'''

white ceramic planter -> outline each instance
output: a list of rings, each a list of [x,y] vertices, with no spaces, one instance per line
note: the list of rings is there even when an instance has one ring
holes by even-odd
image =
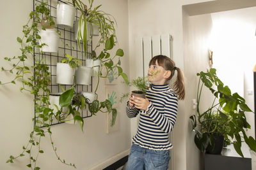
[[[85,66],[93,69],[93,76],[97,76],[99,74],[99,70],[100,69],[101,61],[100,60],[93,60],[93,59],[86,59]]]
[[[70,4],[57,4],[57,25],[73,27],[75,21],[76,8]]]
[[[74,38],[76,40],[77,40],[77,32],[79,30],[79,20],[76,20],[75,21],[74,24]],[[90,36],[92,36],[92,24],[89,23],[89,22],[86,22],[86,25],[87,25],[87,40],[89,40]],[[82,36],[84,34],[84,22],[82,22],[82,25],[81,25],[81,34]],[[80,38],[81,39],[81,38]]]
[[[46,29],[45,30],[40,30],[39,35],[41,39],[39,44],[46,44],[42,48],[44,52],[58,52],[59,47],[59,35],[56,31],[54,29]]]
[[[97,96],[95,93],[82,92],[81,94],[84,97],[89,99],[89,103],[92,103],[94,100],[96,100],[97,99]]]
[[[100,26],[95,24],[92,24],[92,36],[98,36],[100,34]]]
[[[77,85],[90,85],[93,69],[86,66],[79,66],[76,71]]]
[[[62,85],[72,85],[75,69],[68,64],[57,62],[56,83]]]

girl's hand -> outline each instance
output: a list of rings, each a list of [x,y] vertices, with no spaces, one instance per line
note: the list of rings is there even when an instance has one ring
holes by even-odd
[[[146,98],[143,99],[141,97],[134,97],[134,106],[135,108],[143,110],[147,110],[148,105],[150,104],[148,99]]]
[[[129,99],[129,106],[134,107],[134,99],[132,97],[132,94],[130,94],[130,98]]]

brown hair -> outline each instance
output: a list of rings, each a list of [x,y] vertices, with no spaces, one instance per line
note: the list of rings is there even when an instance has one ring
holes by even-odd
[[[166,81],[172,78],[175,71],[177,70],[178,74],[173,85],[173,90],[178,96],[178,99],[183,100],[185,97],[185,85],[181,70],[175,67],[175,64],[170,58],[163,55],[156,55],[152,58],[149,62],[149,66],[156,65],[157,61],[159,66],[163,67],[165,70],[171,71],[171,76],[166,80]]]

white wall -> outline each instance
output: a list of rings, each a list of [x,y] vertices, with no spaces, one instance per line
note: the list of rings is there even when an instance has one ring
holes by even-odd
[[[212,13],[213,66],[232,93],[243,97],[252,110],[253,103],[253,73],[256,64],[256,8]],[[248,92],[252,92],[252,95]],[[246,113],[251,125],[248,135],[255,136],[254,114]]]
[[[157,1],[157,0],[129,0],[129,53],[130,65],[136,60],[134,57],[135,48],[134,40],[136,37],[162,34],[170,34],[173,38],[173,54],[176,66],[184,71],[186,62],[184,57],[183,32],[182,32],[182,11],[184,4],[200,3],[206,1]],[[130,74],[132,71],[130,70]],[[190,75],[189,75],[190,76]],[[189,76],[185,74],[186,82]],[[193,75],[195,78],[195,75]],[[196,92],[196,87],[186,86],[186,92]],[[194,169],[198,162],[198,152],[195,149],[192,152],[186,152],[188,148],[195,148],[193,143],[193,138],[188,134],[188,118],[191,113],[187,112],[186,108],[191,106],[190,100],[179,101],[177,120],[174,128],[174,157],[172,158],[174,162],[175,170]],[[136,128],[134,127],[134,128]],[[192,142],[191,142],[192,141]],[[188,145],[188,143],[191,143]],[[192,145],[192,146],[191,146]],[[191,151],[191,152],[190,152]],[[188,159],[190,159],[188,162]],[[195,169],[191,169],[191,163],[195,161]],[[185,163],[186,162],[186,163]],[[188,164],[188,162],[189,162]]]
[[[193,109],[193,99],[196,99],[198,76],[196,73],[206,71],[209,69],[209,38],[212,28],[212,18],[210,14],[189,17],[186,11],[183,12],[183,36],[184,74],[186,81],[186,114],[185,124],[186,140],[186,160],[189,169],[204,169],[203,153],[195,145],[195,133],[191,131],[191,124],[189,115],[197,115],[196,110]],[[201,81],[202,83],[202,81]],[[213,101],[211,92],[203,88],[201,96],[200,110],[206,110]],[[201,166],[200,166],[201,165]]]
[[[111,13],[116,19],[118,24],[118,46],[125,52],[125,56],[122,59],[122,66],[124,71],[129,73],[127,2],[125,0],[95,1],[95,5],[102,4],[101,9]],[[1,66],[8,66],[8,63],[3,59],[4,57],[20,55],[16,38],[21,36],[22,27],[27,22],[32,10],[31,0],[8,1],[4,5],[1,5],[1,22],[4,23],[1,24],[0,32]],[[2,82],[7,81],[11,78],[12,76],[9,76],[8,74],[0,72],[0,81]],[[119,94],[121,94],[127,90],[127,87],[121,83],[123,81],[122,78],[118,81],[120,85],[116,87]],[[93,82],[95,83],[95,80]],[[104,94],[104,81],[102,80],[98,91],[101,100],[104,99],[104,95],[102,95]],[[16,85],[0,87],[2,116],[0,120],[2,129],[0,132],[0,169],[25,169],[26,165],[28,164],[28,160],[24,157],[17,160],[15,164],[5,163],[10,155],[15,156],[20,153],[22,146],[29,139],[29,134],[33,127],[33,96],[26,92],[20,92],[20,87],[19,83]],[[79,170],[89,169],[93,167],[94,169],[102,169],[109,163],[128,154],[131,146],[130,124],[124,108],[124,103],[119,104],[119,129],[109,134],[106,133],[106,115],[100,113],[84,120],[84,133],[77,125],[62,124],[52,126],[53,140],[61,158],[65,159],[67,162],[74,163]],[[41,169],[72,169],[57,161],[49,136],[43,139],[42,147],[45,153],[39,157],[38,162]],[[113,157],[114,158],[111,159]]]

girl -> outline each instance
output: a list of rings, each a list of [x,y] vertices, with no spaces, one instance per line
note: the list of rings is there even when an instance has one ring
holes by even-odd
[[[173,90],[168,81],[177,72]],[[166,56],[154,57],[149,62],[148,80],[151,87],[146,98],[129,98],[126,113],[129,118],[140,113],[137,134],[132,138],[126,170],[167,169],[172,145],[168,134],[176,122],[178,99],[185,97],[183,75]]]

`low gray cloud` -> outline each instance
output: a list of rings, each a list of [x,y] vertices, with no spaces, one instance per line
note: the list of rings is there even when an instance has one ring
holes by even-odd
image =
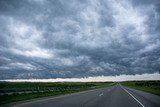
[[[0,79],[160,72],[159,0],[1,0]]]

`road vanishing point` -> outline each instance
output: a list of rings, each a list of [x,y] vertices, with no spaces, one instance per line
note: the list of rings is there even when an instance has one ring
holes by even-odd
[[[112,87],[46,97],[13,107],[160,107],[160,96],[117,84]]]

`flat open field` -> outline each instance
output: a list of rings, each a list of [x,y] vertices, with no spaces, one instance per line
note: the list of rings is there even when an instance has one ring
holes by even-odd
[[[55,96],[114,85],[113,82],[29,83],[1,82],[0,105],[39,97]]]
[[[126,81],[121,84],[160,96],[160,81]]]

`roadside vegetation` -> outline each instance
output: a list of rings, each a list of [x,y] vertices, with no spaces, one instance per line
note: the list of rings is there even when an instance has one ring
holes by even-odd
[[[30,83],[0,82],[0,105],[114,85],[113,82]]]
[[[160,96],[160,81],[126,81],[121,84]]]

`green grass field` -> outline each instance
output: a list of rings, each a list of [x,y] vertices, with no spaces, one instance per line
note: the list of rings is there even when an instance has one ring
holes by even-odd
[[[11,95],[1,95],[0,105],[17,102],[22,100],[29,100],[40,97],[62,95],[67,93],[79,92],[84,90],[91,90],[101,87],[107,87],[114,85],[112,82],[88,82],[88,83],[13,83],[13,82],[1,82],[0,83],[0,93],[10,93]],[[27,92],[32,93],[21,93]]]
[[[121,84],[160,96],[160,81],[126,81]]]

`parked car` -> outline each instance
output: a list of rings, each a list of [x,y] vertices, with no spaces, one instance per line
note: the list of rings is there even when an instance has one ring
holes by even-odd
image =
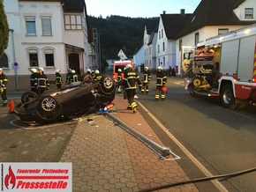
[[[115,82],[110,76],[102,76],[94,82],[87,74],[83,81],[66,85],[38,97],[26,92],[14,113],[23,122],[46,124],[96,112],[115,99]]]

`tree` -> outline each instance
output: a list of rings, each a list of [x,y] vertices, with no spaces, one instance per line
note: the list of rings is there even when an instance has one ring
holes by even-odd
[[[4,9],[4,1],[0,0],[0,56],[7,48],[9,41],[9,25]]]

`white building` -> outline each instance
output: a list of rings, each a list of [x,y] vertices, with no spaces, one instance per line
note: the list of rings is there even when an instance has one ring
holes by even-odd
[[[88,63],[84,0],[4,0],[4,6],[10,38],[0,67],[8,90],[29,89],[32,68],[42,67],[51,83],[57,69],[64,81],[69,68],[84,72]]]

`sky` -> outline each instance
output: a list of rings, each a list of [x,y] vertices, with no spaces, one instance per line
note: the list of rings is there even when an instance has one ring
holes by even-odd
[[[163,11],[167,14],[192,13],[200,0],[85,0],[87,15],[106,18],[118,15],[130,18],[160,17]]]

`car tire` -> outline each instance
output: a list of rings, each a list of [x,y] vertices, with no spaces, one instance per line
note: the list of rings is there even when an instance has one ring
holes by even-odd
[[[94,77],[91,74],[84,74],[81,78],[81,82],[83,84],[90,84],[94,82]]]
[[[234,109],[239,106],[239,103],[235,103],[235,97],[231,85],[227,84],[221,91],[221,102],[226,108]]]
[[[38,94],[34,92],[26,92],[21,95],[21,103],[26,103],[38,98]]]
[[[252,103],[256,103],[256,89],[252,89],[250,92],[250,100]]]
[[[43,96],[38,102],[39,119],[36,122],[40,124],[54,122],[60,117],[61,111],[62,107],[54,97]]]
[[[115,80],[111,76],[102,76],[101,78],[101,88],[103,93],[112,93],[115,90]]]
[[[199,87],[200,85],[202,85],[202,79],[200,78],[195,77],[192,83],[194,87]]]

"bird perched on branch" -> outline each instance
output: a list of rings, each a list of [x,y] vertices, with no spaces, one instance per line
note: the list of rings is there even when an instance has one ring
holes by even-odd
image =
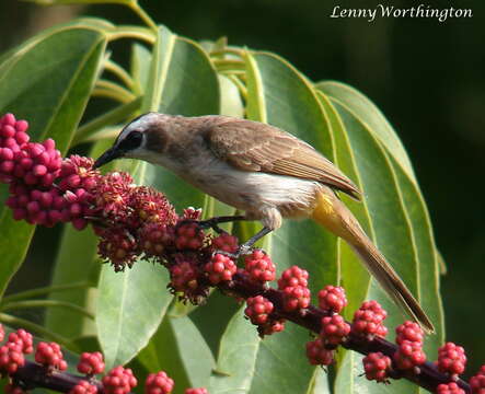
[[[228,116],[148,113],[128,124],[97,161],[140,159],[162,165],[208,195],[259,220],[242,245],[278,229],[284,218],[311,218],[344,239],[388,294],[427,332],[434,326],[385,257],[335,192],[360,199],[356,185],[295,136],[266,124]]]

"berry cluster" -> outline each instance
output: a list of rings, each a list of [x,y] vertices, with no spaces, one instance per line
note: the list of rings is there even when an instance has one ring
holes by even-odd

'''

Recast the records from their start through the line that contains "[[[100,26],[95,24],[92,24],[92,36],[98,36],[100,34]]]" as a Markdown table with the columns Row and Record line. Skip blank lines and leave the pictures out.

### COMPLETE RESPONSE
| Row | Record line |
|---|---|
| 1 | white ceramic planter -> outline each instance |
| 2 | output: a list of rings, each a list of [x,y] vertices, with no spaces, one instance per line |
| 3 | note: the list of rings is there even when an instance has one ring |
| 4 | holes by even-odd |
| 5 | image = |
| 6 | [[[85,66],[93,69],[93,76],[97,76],[99,74],[99,70],[100,69],[101,61],[100,60],[93,60],[93,59],[86,59]]] |
| 7 | [[[70,4],[57,4],[57,25],[73,27],[75,21],[76,8]]] |
| 8 | [[[74,38],[76,40],[77,40],[77,32],[79,30],[79,20],[76,20],[75,21],[74,24]],[[90,36],[92,36],[92,24],[89,23],[89,22],[86,22],[86,25],[87,25],[87,40],[89,40]],[[82,36],[84,34],[84,22],[82,22],[82,25],[81,25],[81,34]],[[80,38],[81,39],[81,38]]] |
| 9 | [[[46,29],[45,30],[40,30],[39,35],[41,39],[39,44],[46,44],[42,48],[44,52],[58,52],[59,47],[59,35],[56,31],[54,29]]] |
| 10 | [[[97,96],[95,93],[82,92],[81,94],[84,97],[89,99],[89,103],[92,103],[94,100],[96,100],[97,99]]] |
| 11 | [[[100,26],[95,24],[92,24],[92,36],[98,36],[100,34]]] |